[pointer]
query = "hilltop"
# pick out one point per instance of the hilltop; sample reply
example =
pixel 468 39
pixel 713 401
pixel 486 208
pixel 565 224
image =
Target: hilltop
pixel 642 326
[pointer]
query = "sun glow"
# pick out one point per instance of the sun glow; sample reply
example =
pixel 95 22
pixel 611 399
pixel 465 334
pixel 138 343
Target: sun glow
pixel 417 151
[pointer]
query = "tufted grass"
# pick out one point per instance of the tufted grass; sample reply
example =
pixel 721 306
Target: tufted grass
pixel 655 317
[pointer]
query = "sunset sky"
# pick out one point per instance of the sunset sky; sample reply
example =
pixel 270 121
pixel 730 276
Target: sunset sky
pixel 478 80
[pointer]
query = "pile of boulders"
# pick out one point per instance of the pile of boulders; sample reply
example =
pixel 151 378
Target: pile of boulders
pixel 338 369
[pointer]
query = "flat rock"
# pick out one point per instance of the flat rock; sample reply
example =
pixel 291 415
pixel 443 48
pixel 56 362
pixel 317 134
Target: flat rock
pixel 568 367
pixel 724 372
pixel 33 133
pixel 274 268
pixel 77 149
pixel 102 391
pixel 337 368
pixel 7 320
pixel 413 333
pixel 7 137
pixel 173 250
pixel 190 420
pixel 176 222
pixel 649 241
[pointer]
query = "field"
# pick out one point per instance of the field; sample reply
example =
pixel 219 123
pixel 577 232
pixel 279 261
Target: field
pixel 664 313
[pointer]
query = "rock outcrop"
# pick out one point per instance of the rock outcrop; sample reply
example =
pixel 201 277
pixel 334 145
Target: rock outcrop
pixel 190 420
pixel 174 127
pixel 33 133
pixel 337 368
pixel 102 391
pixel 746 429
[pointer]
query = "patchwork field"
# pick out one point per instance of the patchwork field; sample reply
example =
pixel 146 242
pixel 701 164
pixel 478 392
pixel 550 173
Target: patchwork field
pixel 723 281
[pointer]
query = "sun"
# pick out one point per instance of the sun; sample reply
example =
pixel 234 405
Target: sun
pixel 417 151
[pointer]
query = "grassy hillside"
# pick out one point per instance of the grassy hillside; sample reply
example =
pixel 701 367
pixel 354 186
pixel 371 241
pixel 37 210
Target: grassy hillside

________________

**Requirements**
Which lines of the data above contain the string "glow", with case counting? Pull out every such line.

**The result**
query = "sun glow"
# pick out one point per instance of the sun glow; sample reply
Target: sun glow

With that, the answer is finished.